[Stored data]
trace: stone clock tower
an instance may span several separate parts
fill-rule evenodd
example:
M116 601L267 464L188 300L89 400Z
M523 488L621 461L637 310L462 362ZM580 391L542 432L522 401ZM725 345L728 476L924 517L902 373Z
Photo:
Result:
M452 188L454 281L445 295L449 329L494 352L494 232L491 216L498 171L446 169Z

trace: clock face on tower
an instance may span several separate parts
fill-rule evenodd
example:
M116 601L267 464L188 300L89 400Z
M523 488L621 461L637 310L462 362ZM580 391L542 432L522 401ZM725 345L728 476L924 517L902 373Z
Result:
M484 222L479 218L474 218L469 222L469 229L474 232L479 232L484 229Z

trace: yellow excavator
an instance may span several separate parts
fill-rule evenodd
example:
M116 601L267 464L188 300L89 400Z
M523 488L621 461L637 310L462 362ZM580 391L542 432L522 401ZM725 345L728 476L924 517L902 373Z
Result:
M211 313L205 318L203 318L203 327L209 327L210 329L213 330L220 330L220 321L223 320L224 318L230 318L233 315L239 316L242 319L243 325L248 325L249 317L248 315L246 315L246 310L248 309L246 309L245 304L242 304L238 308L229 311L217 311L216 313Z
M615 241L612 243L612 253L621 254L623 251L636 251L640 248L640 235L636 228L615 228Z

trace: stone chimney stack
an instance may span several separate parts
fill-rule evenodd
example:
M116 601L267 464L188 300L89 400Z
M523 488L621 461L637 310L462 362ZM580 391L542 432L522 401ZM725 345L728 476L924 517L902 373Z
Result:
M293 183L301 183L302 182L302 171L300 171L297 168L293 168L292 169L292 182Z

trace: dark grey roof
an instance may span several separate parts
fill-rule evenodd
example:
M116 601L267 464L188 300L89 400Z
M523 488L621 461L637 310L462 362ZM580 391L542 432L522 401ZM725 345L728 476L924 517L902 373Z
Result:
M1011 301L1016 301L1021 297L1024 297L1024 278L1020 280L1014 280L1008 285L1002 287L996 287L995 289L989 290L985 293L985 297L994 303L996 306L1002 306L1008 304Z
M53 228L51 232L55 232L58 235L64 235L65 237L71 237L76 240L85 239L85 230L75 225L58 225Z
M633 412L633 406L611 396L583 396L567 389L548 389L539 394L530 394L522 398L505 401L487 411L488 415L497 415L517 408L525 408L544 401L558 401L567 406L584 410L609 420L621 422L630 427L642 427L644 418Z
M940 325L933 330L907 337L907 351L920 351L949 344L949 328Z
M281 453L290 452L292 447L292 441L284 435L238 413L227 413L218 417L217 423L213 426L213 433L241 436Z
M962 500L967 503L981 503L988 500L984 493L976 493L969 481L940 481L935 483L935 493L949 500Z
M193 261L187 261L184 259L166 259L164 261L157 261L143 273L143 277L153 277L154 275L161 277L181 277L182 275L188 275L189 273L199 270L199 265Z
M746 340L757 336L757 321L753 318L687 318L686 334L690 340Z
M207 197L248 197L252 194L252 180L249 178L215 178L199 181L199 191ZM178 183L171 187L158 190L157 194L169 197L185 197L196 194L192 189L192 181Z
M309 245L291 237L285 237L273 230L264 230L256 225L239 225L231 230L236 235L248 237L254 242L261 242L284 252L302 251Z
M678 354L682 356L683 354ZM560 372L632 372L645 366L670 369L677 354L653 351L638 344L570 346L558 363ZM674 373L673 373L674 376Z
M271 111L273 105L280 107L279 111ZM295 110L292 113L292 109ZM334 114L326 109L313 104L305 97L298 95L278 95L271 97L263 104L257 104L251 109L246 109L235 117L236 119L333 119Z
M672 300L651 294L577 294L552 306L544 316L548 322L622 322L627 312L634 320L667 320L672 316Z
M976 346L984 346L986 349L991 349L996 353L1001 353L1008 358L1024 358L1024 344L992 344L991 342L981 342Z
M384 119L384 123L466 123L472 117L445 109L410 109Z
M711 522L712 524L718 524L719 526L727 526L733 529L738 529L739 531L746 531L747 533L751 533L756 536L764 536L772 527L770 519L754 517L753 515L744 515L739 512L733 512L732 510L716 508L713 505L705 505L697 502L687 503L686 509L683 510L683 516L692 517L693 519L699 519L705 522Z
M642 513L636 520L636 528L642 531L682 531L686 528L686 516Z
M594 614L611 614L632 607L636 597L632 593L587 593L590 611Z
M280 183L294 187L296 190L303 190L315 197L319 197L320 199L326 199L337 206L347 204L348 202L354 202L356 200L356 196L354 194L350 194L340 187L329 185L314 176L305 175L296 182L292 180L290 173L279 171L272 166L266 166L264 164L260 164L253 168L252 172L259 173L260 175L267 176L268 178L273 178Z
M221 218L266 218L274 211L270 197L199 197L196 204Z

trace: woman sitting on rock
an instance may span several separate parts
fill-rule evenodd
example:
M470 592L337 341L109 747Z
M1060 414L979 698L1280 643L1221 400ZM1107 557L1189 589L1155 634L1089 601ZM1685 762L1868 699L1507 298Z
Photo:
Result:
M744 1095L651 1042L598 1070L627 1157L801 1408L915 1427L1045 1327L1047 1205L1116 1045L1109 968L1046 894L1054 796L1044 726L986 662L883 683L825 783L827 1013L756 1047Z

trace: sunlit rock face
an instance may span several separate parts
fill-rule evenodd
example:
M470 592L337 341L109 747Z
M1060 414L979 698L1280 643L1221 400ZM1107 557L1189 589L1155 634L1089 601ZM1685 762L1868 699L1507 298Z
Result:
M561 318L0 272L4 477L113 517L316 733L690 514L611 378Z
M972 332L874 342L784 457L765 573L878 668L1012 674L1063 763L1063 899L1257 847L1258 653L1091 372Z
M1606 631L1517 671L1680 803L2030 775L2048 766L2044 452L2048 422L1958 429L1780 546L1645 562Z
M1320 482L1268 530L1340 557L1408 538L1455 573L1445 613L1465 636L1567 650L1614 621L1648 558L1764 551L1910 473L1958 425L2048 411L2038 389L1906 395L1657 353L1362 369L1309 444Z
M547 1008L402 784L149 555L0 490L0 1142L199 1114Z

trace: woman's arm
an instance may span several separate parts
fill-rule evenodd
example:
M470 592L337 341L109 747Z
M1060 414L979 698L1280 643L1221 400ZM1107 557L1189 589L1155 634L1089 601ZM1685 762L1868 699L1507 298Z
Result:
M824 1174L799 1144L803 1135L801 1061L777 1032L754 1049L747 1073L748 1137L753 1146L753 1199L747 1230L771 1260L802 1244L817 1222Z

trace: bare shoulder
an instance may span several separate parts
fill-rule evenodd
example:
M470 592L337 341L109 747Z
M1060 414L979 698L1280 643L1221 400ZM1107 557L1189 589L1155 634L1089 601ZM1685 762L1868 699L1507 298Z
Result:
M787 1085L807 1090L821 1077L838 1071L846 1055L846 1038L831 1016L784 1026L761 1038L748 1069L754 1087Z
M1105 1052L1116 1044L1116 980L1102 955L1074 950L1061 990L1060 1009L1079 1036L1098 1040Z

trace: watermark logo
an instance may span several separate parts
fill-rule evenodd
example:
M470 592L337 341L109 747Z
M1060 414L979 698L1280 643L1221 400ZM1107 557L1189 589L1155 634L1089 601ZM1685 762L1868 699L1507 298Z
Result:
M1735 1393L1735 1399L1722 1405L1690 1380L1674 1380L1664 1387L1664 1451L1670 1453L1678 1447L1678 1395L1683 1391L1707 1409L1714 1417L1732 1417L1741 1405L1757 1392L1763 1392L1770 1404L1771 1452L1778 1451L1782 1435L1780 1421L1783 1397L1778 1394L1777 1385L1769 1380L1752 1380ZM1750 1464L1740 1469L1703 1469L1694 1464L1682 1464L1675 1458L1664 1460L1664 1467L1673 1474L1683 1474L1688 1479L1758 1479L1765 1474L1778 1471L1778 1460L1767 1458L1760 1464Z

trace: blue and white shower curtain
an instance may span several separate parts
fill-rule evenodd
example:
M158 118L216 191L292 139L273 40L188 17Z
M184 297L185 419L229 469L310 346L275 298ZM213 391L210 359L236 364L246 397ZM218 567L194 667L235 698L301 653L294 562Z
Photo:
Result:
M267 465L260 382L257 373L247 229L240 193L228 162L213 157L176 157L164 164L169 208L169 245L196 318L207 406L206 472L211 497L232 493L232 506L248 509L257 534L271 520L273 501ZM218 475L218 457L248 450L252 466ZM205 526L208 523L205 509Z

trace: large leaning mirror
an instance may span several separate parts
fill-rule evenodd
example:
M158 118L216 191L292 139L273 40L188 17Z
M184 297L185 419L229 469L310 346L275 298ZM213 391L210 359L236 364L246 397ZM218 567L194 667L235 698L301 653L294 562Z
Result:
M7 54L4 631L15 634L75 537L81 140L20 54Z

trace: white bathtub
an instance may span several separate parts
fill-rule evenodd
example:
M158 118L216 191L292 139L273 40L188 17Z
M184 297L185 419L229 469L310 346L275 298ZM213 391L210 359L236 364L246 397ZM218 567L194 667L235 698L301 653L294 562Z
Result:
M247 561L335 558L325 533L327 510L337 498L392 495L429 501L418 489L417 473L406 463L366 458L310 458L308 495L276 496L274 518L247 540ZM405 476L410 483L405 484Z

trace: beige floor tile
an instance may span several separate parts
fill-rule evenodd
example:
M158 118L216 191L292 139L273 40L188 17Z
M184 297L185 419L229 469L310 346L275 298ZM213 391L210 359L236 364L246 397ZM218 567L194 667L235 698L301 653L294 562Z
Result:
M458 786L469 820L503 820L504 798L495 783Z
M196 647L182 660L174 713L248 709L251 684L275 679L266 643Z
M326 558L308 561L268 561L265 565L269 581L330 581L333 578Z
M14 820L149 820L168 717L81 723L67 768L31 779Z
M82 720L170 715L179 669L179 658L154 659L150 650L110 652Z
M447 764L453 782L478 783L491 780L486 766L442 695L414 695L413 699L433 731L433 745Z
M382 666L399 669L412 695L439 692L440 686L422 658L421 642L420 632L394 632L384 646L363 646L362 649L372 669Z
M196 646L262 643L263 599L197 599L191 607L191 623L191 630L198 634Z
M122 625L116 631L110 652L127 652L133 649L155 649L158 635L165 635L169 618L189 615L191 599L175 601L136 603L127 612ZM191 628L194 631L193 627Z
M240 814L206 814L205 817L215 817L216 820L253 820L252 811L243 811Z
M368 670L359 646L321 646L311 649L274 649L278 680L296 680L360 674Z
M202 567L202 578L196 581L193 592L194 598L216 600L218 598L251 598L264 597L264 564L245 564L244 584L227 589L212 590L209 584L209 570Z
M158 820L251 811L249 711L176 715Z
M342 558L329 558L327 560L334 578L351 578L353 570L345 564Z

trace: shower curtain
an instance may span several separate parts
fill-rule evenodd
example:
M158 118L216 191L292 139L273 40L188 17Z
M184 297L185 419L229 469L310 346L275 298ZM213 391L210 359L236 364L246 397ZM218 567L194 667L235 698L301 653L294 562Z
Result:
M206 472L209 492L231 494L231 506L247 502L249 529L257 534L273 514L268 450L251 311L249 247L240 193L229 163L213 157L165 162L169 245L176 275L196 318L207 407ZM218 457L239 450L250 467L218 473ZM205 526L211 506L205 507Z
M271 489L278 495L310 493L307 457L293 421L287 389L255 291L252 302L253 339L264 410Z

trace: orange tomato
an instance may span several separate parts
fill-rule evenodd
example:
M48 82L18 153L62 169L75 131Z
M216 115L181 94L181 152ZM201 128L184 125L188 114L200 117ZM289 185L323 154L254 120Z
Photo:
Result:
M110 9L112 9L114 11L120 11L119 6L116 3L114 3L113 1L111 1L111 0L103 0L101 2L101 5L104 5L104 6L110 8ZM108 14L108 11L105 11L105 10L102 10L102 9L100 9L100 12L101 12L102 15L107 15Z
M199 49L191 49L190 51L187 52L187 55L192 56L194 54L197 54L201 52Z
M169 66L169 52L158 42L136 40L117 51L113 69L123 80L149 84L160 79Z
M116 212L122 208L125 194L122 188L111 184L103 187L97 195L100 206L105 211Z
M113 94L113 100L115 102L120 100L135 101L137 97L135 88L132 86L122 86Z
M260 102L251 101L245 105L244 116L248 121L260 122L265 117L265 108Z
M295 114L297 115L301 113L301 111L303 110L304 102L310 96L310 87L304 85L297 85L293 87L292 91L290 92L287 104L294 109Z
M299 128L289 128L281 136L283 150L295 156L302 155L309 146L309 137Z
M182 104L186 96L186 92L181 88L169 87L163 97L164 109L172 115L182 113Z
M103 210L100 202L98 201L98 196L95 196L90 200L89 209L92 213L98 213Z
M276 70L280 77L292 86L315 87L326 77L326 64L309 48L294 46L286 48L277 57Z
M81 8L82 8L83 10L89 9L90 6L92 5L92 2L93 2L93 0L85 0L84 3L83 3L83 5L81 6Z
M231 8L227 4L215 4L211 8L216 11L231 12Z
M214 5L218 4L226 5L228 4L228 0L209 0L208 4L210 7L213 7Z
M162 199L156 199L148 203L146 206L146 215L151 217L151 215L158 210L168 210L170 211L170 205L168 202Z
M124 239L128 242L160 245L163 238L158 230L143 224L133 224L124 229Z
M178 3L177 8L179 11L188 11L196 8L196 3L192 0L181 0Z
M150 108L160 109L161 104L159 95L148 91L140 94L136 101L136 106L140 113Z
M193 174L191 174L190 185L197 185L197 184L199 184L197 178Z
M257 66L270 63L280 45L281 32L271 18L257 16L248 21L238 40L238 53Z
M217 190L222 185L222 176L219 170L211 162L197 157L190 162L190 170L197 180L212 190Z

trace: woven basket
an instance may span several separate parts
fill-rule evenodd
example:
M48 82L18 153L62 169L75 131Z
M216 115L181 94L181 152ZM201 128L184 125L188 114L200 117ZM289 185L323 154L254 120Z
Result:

§ What is needed:
In the entries above, some lines hold the string "rock". Copy each of them.

§ Reply:
trace: woman sitting on rock
trace: sunlit rock face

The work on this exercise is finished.